Peut-on ainsi considérer que le vieillissement de la population est un outil contre l’inflation ?

Vous avez raison que cette chute des taux d’équilibre a un effet déflationniste. Ce résultat est un fort contraste avec une hypothèse populaire que le vieillissement de la population est inflationniste, car il augmente le nombre d’agents consommateurs de biens par rapport au nombre d’agents qui produisent ces biens. Un livre récent par Charles Goodhart (un ancien banquier central) et Manoj Pradhan défend cette thèse. Nous montrons que ce raisonnement est incomplet car il ne prend pas en compte l’effet du changement démographique sur l’investissement, qui est un autre déterminant important de la demande de biens.

:: Données extraites ::

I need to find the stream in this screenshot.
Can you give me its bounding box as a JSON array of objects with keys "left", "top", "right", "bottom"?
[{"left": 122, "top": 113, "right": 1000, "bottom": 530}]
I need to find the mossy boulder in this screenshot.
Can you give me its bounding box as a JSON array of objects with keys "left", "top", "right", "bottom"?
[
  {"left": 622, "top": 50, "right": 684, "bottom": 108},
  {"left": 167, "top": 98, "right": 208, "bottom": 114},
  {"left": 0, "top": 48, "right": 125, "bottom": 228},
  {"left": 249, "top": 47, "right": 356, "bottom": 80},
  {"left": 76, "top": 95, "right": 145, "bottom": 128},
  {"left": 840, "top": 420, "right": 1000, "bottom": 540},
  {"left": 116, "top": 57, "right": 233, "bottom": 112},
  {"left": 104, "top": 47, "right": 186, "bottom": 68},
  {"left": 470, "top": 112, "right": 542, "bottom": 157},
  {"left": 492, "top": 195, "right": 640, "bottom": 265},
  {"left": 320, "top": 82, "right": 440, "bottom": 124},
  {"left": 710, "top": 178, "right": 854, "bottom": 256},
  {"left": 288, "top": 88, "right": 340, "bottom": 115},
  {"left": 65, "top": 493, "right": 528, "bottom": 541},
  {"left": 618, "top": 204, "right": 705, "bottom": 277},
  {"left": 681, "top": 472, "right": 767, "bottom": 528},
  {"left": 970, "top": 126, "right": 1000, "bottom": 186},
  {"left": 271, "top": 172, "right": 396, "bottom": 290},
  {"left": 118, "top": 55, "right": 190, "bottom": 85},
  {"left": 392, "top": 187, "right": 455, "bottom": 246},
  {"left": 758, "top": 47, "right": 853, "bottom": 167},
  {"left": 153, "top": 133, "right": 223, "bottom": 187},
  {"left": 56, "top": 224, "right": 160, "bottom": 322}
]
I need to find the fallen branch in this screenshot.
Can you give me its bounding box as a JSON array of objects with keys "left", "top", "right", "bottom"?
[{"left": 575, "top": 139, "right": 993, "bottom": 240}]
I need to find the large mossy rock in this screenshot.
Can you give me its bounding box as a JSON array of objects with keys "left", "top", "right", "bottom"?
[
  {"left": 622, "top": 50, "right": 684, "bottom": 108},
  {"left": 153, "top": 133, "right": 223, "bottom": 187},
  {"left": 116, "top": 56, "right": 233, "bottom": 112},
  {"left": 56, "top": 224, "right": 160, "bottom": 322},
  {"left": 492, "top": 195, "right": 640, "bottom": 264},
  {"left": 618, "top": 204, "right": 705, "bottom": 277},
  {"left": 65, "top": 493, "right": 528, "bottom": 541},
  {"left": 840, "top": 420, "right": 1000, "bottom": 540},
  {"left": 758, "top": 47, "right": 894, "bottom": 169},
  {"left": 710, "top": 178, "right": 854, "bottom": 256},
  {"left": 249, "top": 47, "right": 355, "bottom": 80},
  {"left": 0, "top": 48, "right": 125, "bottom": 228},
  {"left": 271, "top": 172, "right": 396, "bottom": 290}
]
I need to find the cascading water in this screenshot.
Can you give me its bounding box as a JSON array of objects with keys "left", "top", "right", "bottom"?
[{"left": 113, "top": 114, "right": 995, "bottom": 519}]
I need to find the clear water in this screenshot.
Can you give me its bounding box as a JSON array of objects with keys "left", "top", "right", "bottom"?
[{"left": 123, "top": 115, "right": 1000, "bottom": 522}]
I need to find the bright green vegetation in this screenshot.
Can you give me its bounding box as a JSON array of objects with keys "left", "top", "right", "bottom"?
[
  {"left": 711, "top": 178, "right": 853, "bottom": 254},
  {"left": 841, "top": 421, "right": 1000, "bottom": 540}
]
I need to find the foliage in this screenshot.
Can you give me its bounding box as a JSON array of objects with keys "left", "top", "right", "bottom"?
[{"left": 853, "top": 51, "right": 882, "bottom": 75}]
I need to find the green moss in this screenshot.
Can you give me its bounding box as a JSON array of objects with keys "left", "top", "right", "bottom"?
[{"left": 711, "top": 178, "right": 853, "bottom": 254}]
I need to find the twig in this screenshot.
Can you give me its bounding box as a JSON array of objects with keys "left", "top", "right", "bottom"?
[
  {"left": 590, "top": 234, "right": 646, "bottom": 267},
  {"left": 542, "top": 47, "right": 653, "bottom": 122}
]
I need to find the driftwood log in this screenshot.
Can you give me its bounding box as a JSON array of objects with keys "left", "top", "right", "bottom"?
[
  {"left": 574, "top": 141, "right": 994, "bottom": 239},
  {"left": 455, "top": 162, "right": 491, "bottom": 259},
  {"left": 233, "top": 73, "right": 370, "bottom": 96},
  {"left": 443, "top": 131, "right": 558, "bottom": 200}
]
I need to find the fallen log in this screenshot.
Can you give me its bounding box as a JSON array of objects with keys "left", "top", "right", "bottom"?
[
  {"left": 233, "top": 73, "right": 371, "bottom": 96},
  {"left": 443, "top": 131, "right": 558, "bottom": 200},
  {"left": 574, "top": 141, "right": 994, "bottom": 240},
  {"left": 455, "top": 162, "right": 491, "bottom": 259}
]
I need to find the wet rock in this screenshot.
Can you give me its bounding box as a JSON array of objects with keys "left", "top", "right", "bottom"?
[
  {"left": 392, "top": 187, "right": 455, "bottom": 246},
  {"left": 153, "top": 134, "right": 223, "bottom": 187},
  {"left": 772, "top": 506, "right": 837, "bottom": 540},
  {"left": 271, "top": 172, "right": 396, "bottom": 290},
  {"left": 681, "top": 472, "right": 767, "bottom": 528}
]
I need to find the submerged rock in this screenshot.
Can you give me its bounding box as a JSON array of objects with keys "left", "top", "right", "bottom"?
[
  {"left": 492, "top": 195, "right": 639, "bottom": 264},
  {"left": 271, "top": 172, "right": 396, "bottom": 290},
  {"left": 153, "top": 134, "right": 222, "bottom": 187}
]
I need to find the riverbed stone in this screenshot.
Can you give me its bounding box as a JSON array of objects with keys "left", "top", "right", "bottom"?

:: Travail demandé ::
D'après l'extrait sur le vieillissement de la population, quel effet le raisonnement jugé incomplet ne prend-il pas en compte ? Veuillez vous fonder uniquement sur l'extrait.

:: Résultat obtenu ::
Il ne prend pas en compte l'effet du changement démographique sur l'investissement.